▶ _Problems and tasks_:
**1.** List every person named in the Appreciative Inquiry text.
**2.** Carry on the Appreciative Inquiry text from the point where it stops.

▶ _Text section_:
--- START ---

Warren Wagar who was involved with the World Orders Model Project launched in 1973 with Rockefeller and Ford Foundation funding wrote about being recruited to transformational work while still a student. I think at Yale. WOMP came up again when it had a 1987 conference in Russia that Mary Catherine Bateson, Margaret Mead daughter with Gregory, was at. I have the books of aspirations from that as well. I could keep going but yes, people in this area become familiar with others already doing it and that their is philanthropic or government money available once school became non-subject based. Subjects are just the delivery system for right motivations and actions or Ideas and practices or whatever synonyms get used for how controlling the internalized makes a person into a predictable system who only believes he or she acts autonomously.
Actually, I don’t think Appreciative Inquiry is intrinsically BAD. I, perhaps, say this because I operate in a culture that tends to be hyper-critical, and will focus what is ‘wrong’ in every human or situation, as opposed that what is working pretty well.
I am not sure that Appreciative Inquiry connotes, or is contingent upon a self-defined universe…though it would be in Erhard’s world.
So, there was this guy, a JP Morgan Head of a Trading Desk…and, his team consistently outperformed every other. So, we took a look at what he was doing. The standard compliance drill required a daily debrief, which focused on what went wrong, or could have…and, this was important. This guy checked this box, but added a ten-minute examination of what went REALLY right. Morale improved, but more importantly, traders started sharing better practices, and they became more aware of what was contributing to successes. This was an exercise in Appreciative Inquiry.
But, to your point, Cooperrider did NOT really hear my mountain of negativity about organizations with which he is intimately involved — and, I was describing issues that jeopardize the integrity and future of the field.

--- END ---

▶ _Record extracts_:
--- START ---

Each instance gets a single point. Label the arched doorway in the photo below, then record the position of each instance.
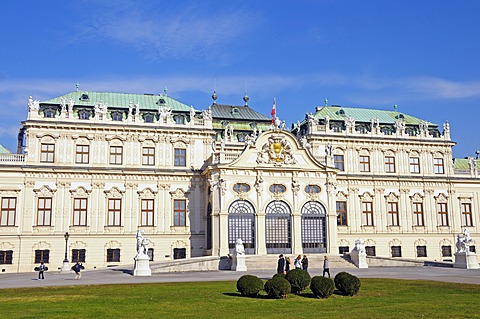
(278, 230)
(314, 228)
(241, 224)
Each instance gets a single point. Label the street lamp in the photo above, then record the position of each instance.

--- END ---
--- START ---

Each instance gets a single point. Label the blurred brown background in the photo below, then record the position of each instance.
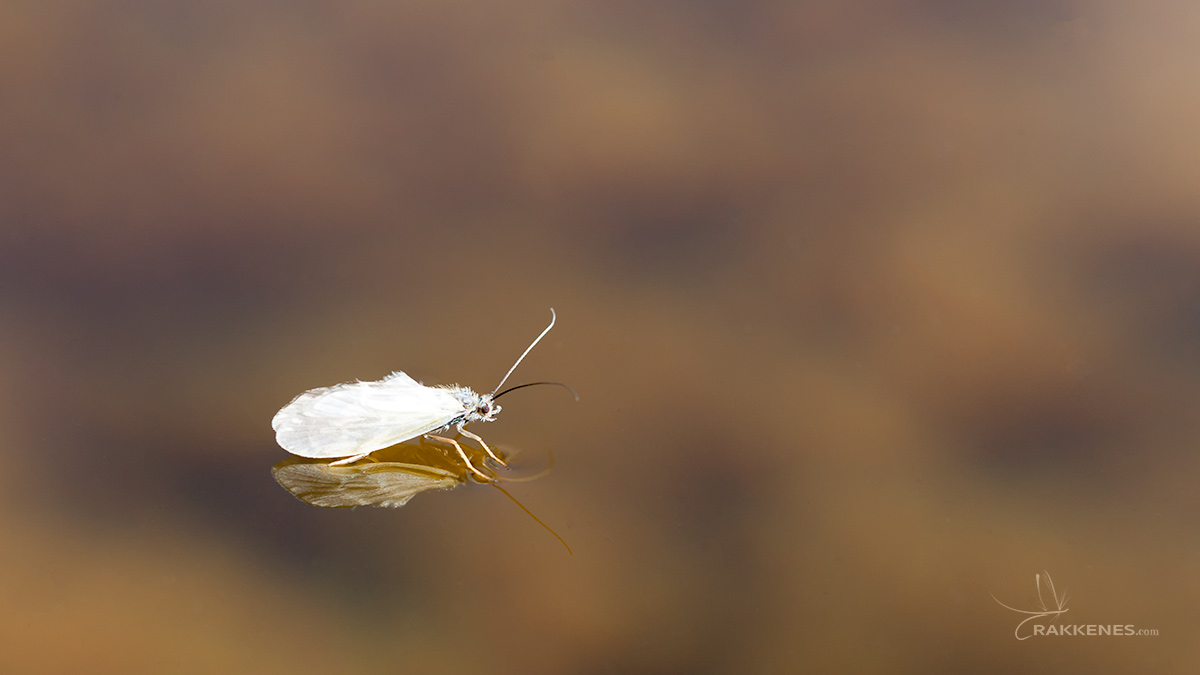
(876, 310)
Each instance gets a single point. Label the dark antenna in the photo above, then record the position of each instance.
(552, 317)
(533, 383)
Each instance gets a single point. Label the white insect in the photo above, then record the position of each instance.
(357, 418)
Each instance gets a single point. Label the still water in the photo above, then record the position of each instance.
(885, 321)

--- END ---
--- START ---

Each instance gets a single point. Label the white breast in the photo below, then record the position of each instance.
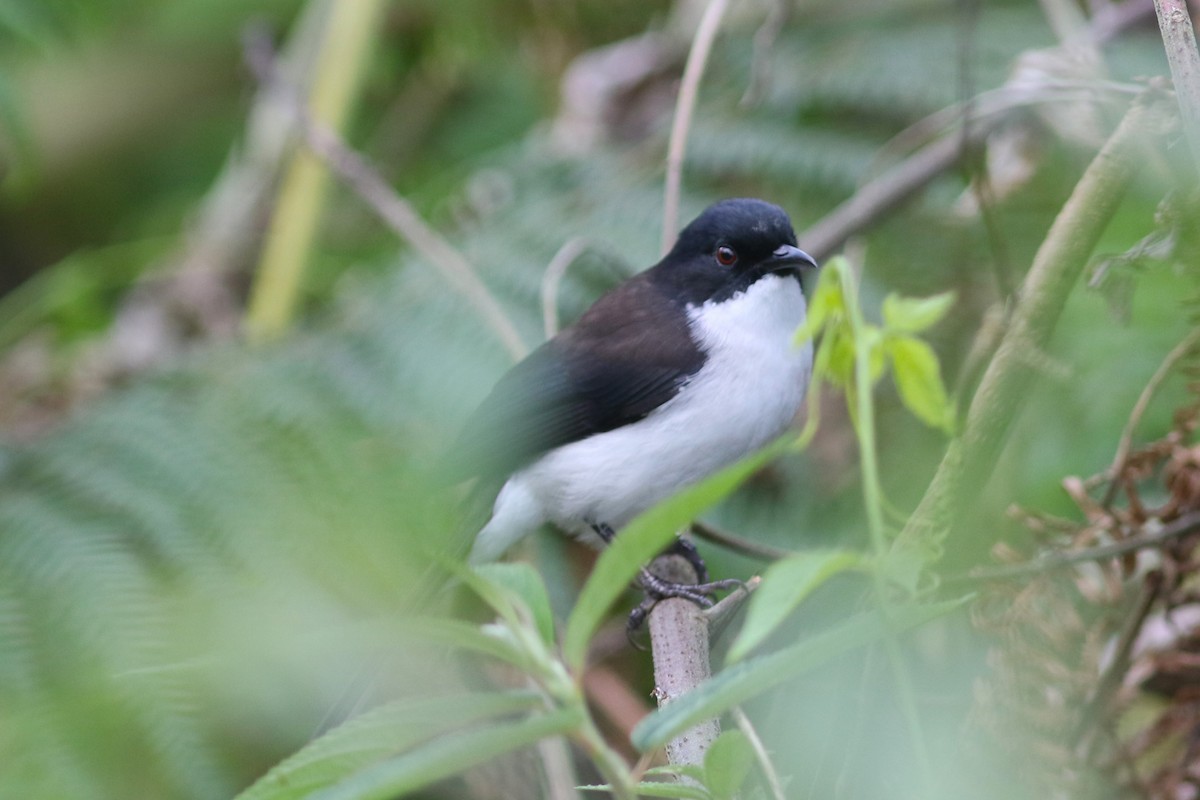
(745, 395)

--- END ---

▶ _Outputs by task_:
**1.** Warren Wagar, Mary Catherine Bateson, Margaret Mead, Gregory, Erhard, Cooperrider

**2.**
Regarding the creation of “equitable systems”, the leitmotif of all of this stuff:
OK, and going back to Brockman’s Edge Foundation, I spent a year working as an editorial assistant at the L.A. Weekly, an impeccable Marxist rag. What I finally figured out — though I think it was obvious to everyone else on the staff — IS, that all the heavily biased lifestyle journalism we were generating was just an excuse, or a wrapper for the classified ad section, which was, basically, the TINDR, GRINDR, and Craig’s List of the day, with some pedo action thrown in. I understand that this was the business model for the Village Voice, too.
So, given what we now know of Mr. Epstein’s financial contributions to Mr. Brockman’s digital and publishing enterprises and what was going on at “Billionaires’ Dinner Parties’, it would seem that Mr. Brockman was utilizing the same model to advance his Brave New World.
I am wondering what slave trading kids and adults has to do with the creation of ‘equitable systems’. I guess, of course, for followers of Uncle Karl — who, btw, sexually exploited his household staff — it is ANY MEANS TO AN END.
OK, Robin, ALL, I asked David Clutterbuck if he will join us for a discussion. He said, OK…if we can coordinate schedules. Shall we engage him in a chat about AI?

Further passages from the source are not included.